__SUPPLIED ENTRIES__.
──────────

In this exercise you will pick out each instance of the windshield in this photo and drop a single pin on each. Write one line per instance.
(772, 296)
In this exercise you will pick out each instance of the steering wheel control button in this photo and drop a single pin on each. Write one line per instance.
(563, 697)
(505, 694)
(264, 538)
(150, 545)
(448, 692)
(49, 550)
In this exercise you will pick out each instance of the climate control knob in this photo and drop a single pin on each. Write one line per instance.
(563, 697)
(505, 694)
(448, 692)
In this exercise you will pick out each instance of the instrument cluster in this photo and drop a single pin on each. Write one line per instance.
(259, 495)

──────────

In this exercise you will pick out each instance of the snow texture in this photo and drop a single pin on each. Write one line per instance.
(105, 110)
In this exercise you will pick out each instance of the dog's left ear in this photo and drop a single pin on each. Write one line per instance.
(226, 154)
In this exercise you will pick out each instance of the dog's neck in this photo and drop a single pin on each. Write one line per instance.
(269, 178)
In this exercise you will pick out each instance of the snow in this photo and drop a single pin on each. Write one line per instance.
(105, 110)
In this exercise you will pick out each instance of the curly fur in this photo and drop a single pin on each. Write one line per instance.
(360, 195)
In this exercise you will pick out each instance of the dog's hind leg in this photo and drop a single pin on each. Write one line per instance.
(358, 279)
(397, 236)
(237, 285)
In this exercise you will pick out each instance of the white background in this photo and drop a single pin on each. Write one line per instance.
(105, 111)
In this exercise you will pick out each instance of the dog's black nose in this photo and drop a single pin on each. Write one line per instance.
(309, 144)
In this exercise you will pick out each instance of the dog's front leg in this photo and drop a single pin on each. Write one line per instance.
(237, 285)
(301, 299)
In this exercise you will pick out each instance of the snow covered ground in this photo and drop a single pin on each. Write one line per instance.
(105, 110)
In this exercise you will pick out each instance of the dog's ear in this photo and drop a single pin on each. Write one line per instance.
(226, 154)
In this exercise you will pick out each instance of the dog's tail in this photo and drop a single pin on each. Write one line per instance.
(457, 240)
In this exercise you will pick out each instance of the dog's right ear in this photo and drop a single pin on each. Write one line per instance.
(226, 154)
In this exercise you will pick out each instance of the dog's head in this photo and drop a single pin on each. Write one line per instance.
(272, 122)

──────────

__PROBLEM REQUIREMENTS__.
Locate each line in the data above that contains the string "control", and copy those lines in full. Case counts when matching.

__REPLY TO THE TASK__.
In this exercise you will pick out each instance of the steering wheel control button in this photo and drop a single pin on each. Write one line per instance.
In this exercise you will pick out each instance of the climate control knob in this photo and drop a single pin on each. Write one line per instance.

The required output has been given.